Repeat exactly the lines from the first line of the records through the line containing "positive clicks: (692, 752)", and nothing more.

* _Recorded information_:
.....
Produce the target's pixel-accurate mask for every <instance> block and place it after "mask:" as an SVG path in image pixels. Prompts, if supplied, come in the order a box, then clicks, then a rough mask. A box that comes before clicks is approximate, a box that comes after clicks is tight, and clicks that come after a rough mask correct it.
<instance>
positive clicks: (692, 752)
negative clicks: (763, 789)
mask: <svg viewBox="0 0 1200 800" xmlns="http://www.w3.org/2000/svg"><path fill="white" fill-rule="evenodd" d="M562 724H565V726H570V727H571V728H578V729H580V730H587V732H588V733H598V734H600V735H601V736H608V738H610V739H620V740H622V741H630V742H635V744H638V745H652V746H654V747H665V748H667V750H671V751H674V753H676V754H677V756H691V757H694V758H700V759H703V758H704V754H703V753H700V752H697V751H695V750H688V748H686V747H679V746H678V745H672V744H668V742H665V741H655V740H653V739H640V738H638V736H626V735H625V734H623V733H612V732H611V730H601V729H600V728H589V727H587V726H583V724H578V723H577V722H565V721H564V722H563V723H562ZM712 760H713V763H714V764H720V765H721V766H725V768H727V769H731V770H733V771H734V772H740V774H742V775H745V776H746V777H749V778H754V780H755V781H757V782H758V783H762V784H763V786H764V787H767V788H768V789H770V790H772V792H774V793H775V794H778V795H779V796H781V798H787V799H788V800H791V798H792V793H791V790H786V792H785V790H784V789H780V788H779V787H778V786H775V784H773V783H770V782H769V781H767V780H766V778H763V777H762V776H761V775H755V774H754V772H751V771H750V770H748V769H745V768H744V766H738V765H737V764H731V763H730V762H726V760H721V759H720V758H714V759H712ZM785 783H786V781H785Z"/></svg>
.....
* _Reply_:
Produce the target's pixel-accurate mask for every <instance> block and place it after "mask:" as an SVG path in image pixels. Prompts, if supplied, come in the order a box, then clicks, then a rough mask. A box that comes before clicks is approximate, a box that comes after clicks is tight, and clicks that come after a rough mask correct it.
<instance>
positive clicks: (692, 752)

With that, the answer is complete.